Part of a data file
━━━━━━━━
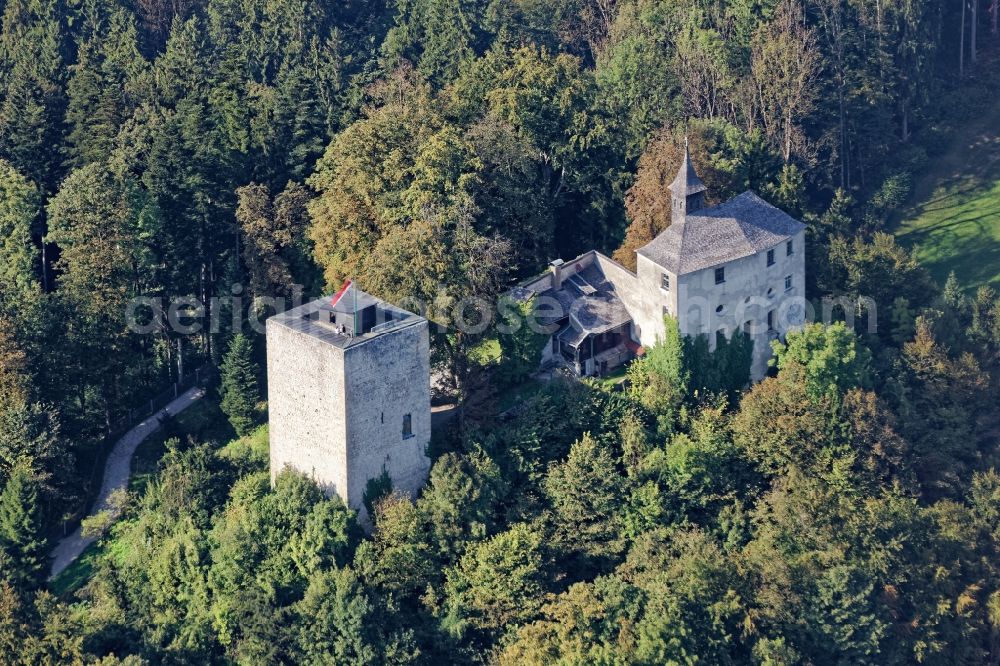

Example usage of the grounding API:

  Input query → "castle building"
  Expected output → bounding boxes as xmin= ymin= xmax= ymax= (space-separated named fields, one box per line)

xmin=513 ymin=146 xmax=805 ymax=380
xmin=266 ymin=284 xmax=431 ymax=521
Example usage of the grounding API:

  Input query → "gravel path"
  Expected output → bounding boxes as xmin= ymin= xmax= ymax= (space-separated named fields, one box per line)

xmin=49 ymin=386 xmax=205 ymax=580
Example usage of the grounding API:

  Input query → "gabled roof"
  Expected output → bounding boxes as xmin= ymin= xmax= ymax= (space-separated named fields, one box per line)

xmin=541 ymin=262 xmax=632 ymax=332
xmin=638 ymin=189 xmax=805 ymax=275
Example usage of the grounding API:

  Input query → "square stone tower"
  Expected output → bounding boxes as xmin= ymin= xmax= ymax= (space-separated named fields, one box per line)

xmin=267 ymin=287 xmax=431 ymax=520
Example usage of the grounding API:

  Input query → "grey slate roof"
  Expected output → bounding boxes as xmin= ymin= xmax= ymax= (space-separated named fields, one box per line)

xmin=638 ymin=190 xmax=805 ymax=275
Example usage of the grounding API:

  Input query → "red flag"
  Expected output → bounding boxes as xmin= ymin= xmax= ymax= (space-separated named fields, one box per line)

xmin=330 ymin=280 xmax=354 ymax=305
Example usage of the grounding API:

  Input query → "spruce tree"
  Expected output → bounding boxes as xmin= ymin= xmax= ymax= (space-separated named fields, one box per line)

xmin=0 ymin=464 xmax=45 ymax=592
xmin=222 ymin=333 xmax=260 ymax=435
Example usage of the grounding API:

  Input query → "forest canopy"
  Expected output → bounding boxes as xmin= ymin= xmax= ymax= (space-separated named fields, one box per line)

xmin=0 ymin=0 xmax=1000 ymax=665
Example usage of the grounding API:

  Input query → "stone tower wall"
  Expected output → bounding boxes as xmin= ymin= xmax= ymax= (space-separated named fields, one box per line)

xmin=267 ymin=321 xmax=348 ymax=501
xmin=345 ymin=320 xmax=431 ymax=510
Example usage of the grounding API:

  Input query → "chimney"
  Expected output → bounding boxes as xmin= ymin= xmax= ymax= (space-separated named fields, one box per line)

xmin=549 ymin=259 xmax=566 ymax=291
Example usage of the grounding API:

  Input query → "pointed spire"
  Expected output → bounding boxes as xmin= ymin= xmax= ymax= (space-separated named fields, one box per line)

xmin=670 ymin=136 xmax=708 ymax=198
xmin=670 ymin=136 xmax=708 ymax=222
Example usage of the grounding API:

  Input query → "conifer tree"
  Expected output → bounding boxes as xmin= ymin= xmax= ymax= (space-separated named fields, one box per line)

xmin=0 ymin=0 xmax=66 ymax=191
xmin=0 ymin=465 xmax=45 ymax=591
xmin=222 ymin=333 xmax=260 ymax=435
xmin=0 ymin=159 xmax=41 ymax=300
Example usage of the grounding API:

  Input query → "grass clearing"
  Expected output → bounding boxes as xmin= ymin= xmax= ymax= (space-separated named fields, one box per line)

xmin=129 ymin=393 xmax=236 ymax=494
xmin=49 ymin=541 xmax=104 ymax=601
xmin=895 ymin=77 xmax=1000 ymax=291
━━━━━━━━
» **Direction**: Rewrite all of the records above, replacing "Input query" with "Text query" and leaving everything else unchanged. Omit the pictures from your answer.

» **Written response**:
Example usage of the grounding API:

  Text query → "castle building"
  Expected output → bounding boxes as xmin= ymin= xmax= ymax= (space-separated named fields, one box per line)

xmin=513 ymin=146 xmax=805 ymax=380
xmin=266 ymin=284 xmax=431 ymax=521
Example usage of the grounding API:

  Text query → "gravel path"
  Expected output → bounding boxes as xmin= ymin= xmax= ymax= (space-separated named fields, one box per line)

xmin=49 ymin=386 xmax=205 ymax=580
Example usage of the grounding API:

  Text query → "gabled roof"
  Expected output → bounding boxes as xmin= ymin= xmax= ymax= (space-separated named fields, one box per line)

xmin=541 ymin=262 xmax=632 ymax=332
xmin=638 ymin=189 xmax=805 ymax=275
Example usage of the grounding API:

  Text query → "square stone tower"
  Expected output → bounding boxes as xmin= ymin= xmax= ymax= (space-separated named fields, one box per line)

xmin=267 ymin=287 xmax=431 ymax=520
Example usage of the grounding API:

  Text query → "grey slate roof"
  Expected output → bounding boxes as xmin= ymin= xmax= ymax= (space-separated named fields, one box per line)

xmin=638 ymin=190 xmax=805 ymax=275
Example usage of the grounding API:

  Text query → "red flag"
  Expected output → bounding boxes as xmin= ymin= xmax= ymax= (space-separated named fields, one box per line)

xmin=330 ymin=280 xmax=354 ymax=305
Example usage of the grounding API:

  Text query → "spruce tree"
  Expected output → bounding boxes as xmin= ymin= xmax= ymax= (space-separated named fields, one box per line)

xmin=0 ymin=464 xmax=45 ymax=592
xmin=222 ymin=333 xmax=260 ymax=435
Example usage of the grounding API:

  Text query → "forest canopy"
  Expected output → bounding boxes as xmin= ymin= xmax= ymax= (space-separated named fields, one box per line)

xmin=0 ymin=0 xmax=1000 ymax=665
Example usage of the grounding API:

  Text query → "stone tower wall"
  Expected output → bounding boxes as xmin= ymin= xmax= ymax= (space-separated named fields, one box per line)

xmin=267 ymin=321 xmax=348 ymax=501
xmin=345 ymin=320 xmax=431 ymax=510
Example usage of the grounding API:

  Text query → "chimney"
  Expected output → bounding boxes as xmin= ymin= xmax= ymax= (space-separated named fields, one box per line)

xmin=549 ymin=259 xmax=566 ymax=291
Example usage of the grounding API:

  Text query → "pointed spire"
  Expected output → bounding boxes as xmin= ymin= xmax= ymax= (space-separated named fields, one box per line)

xmin=670 ymin=136 xmax=708 ymax=198
xmin=670 ymin=136 xmax=708 ymax=222
Example usage of the grounding API:

  Text query → "conifer tree"
  Expected output → bounding boxes as xmin= ymin= xmax= ymax= (space-separated named fields, one box per line)

xmin=0 ymin=0 xmax=66 ymax=191
xmin=0 ymin=465 xmax=45 ymax=591
xmin=222 ymin=333 xmax=260 ymax=435
xmin=0 ymin=159 xmax=41 ymax=300
Example usage of the grounding API:

  Text query → "grass clearing"
  Expected output → bounding boxes as xmin= ymin= xmax= ymax= (space-separated named fields, one box per line)

xmin=129 ymin=393 xmax=236 ymax=494
xmin=49 ymin=541 xmax=104 ymax=601
xmin=895 ymin=77 xmax=1000 ymax=291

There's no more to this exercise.